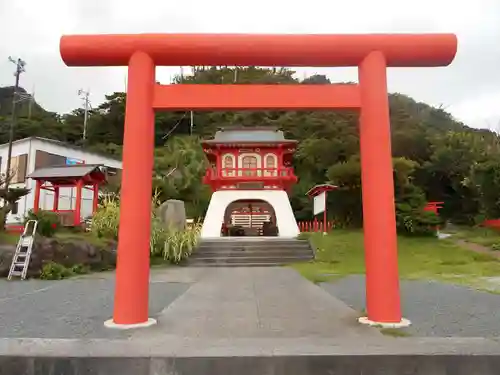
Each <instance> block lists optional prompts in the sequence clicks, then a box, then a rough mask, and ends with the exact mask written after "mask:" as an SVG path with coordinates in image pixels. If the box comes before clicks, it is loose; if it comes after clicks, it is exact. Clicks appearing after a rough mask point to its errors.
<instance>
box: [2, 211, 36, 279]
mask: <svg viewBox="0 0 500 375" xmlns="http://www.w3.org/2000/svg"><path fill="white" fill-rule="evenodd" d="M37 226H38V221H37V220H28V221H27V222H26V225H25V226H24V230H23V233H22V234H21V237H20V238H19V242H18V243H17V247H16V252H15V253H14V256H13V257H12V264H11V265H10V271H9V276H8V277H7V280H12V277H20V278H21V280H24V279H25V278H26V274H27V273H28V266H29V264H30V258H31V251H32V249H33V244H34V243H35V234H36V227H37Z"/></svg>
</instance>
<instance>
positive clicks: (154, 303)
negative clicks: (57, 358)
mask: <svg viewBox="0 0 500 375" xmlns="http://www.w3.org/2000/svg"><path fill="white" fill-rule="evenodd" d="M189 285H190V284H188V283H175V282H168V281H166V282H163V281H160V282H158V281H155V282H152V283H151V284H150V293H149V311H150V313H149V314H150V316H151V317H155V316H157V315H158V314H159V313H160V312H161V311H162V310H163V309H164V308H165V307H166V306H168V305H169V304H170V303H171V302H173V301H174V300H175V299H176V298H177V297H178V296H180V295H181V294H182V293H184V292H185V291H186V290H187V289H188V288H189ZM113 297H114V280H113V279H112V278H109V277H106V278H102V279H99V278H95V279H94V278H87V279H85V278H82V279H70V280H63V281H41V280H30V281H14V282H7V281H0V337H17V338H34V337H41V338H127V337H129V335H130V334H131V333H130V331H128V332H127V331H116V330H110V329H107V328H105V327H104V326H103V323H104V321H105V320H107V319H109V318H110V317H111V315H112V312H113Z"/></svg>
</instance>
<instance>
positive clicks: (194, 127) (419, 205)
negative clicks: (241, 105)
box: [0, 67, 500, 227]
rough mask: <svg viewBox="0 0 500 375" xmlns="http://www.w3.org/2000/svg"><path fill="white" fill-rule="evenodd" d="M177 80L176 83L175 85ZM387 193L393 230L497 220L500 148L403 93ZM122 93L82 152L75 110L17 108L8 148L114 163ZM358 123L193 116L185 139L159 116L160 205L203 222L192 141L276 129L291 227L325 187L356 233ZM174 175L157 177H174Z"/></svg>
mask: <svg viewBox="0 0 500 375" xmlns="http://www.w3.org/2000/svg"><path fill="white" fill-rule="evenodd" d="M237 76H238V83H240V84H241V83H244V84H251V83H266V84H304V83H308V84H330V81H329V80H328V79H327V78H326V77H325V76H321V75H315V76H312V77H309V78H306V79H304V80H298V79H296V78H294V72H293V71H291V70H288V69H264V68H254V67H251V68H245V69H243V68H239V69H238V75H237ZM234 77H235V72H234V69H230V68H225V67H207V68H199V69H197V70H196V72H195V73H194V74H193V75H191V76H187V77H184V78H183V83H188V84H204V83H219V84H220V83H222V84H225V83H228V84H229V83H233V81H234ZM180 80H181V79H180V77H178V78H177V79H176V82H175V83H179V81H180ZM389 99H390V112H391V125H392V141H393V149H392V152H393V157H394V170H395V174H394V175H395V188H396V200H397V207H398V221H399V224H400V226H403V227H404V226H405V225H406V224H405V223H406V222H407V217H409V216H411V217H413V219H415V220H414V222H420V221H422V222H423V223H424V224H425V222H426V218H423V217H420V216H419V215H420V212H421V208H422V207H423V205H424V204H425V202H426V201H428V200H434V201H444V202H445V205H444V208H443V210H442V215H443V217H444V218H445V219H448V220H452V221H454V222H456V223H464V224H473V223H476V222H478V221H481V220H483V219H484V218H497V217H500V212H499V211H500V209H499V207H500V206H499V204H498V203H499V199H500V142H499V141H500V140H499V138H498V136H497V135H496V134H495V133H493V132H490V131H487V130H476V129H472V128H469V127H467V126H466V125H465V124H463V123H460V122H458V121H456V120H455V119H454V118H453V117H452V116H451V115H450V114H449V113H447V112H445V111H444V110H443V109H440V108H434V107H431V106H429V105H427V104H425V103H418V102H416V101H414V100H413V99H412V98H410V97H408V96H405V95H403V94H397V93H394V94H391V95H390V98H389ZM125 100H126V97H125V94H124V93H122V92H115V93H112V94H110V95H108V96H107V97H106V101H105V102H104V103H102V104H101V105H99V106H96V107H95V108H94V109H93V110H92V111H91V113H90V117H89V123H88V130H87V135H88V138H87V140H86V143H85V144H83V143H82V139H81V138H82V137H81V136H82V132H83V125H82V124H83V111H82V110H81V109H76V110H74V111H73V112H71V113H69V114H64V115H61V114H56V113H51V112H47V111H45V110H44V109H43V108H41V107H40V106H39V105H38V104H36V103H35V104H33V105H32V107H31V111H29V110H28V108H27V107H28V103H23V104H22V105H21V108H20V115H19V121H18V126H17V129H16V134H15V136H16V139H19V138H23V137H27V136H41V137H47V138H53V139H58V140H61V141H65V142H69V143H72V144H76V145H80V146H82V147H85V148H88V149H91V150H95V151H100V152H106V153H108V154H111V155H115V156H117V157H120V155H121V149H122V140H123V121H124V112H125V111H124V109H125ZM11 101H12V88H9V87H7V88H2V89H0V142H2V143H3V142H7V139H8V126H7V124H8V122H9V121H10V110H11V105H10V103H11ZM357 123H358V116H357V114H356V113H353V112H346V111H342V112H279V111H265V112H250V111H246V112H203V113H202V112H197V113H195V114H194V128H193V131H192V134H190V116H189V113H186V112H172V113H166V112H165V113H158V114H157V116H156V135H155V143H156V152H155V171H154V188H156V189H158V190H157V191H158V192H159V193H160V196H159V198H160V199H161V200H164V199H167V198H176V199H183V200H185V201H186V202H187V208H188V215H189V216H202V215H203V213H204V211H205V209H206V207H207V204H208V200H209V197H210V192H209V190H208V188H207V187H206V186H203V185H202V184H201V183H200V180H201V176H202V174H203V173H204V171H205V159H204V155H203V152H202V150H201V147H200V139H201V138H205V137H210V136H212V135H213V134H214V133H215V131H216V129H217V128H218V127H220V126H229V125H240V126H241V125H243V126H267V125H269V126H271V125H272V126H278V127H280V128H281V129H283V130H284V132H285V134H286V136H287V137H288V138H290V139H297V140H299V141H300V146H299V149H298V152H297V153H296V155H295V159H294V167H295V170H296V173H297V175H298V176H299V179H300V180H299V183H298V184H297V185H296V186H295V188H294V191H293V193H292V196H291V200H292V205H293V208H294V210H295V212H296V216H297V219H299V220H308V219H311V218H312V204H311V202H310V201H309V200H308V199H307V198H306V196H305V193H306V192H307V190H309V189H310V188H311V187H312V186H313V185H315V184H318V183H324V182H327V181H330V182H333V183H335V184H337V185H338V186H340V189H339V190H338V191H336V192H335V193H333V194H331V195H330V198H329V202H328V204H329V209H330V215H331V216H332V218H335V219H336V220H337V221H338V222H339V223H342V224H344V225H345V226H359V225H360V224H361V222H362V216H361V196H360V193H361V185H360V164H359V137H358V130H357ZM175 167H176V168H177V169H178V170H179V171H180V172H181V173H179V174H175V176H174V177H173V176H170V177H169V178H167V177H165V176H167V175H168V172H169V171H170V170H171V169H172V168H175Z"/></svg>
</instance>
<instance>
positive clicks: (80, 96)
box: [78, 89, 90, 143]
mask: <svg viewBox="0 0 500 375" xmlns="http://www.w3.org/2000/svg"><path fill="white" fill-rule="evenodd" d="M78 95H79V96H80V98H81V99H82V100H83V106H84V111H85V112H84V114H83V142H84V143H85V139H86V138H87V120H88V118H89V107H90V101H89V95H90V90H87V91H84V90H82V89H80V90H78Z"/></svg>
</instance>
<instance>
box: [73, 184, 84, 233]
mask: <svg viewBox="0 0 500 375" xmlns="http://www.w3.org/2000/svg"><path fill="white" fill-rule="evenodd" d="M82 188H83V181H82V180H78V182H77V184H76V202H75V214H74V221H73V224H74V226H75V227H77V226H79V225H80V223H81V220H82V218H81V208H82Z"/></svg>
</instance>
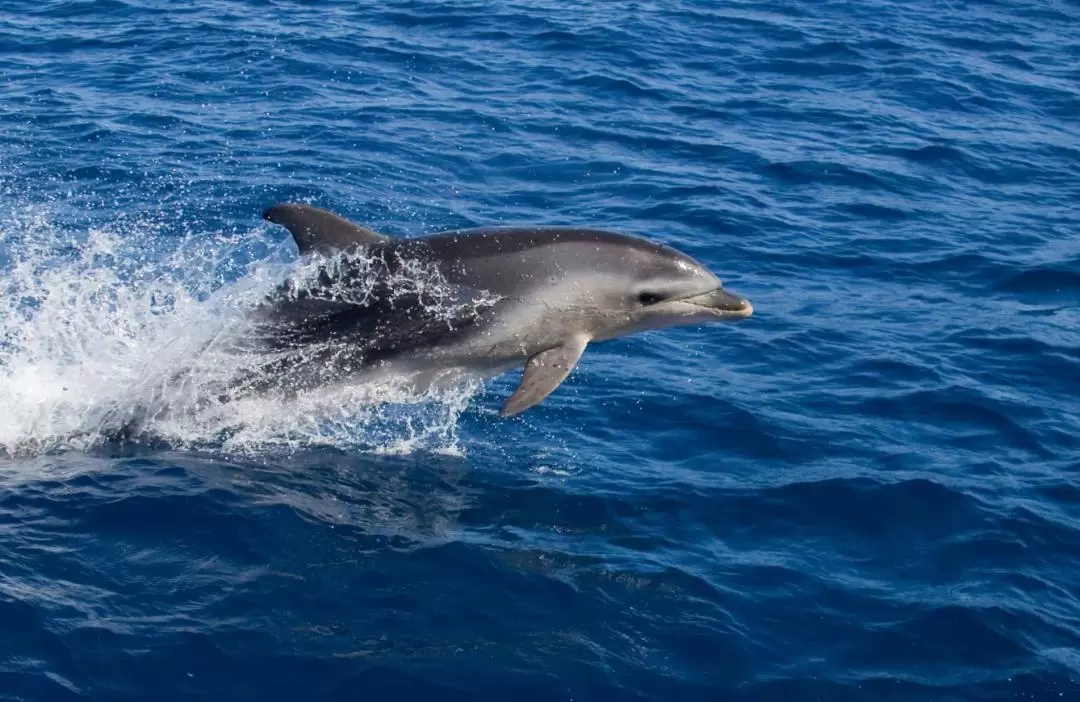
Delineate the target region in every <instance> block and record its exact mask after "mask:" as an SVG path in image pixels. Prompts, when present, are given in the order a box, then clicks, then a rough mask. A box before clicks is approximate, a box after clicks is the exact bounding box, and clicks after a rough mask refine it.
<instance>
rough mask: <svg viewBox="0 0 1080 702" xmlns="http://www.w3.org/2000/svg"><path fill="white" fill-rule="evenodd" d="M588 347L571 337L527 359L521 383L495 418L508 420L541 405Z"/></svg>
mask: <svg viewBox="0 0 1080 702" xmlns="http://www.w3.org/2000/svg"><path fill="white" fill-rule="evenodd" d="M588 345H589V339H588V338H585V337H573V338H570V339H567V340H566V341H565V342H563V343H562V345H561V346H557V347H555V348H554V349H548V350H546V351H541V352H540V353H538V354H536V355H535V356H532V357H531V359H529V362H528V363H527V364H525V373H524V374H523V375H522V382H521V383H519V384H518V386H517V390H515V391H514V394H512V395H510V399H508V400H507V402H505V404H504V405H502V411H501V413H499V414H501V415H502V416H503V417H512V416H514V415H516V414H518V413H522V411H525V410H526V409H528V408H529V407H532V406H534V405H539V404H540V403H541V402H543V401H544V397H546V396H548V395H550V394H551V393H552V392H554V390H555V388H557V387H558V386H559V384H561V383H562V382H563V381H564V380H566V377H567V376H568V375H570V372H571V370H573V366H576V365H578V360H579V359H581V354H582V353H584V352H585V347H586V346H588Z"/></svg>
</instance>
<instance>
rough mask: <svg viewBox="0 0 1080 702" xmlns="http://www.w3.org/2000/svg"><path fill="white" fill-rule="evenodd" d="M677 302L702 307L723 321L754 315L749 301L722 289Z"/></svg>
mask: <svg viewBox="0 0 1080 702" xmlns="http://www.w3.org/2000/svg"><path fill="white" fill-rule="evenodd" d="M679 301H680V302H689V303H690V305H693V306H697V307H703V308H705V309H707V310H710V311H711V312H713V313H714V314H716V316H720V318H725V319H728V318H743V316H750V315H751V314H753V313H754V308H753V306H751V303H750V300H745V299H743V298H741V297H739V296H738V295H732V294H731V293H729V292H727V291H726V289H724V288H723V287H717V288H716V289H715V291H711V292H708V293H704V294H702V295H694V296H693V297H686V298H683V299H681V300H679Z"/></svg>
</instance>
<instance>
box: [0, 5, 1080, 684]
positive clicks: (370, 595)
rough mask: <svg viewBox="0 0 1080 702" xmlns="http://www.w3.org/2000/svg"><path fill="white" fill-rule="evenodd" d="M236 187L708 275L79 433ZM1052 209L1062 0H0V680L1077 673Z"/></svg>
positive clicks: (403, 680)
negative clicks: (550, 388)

▶ What you need to do
Please quote the stretch of the records from their start through the line containing "box: [0, 67, 500, 227]" word for word, leaving the pictures out of your answer.

▶ Final answer
Each <instance> block lists optional prompts in the sequence clicks, then a box, then a rough mask, and ends with the exact mask written after "mask:" as an SVG path with coordinates in image pixels. If the box comes before clicks, it is loose; if it comes after clicks, it is exact. Clicks appearing after a rough mask point to its errors.
<instance>
box: [2, 211, 36, 279]
mask: <svg viewBox="0 0 500 375" xmlns="http://www.w3.org/2000/svg"><path fill="white" fill-rule="evenodd" d="M37 226H38V221H37V220H28V221H27V222H26V225H25V226H24V230H23V233H22V234H21V237H20V238H19V242H18V243H17V247H16V252H15V253H14V256H13V257H12V264H11V265H10V271H9V276H8V277H7V280H12V277H20V278H21V280H24V279H25V278H26V274H27V273H28V266H29V264H30V258H31V251H32V249H33V244H34V243H35V234H36V227H37Z"/></svg>
</instance>
<instance>
positive clicks: (154, 303)
negative clicks: (57, 358)
mask: <svg viewBox="0 0 500 375" xmlns="http://www.w3.org/2000/svg"><path fill="white" fill-rule="evenodd" d="M189 285H190V284H188V283H175V282H168V281H166V282H163V281H160V282H158V281H155V282H152V283H151V284H150V293H149V311H150V313H149V314H150V316H151V317H155V316H157V315H158V314H159V313H160V312H161V311H162V310H163V309H164V308H165V307H166V306H168V305H169V304H170V303H171V302H173V301H174V300H175V299H176V298H177V297H178V296H180V295H181V294H182V293H184V292H185V291H186V290H187V289H188V288H189ZM113 297H114V280H113V279H112V278H109V277H106V278H102V279H99V278H95V279H94V278H87V279H85V278H82V279H70V280H63V281H41V280H30V281H14V282H7V281H0V337H17V338H34V337H41V338H127V337H129V335H130V334H131V333H130V331H128V332H127V331H116V330H110V329H107V328H105V327H104V326H103V323H104V321H105V320H107V319H109V318H110V317H111V315H112V312H113Z"/></svg>
</instance>
<instance>
positive clicks: (194, 127) (419, 205)
negative clicks: (241, 105)
box: [0, 67, 500, 227]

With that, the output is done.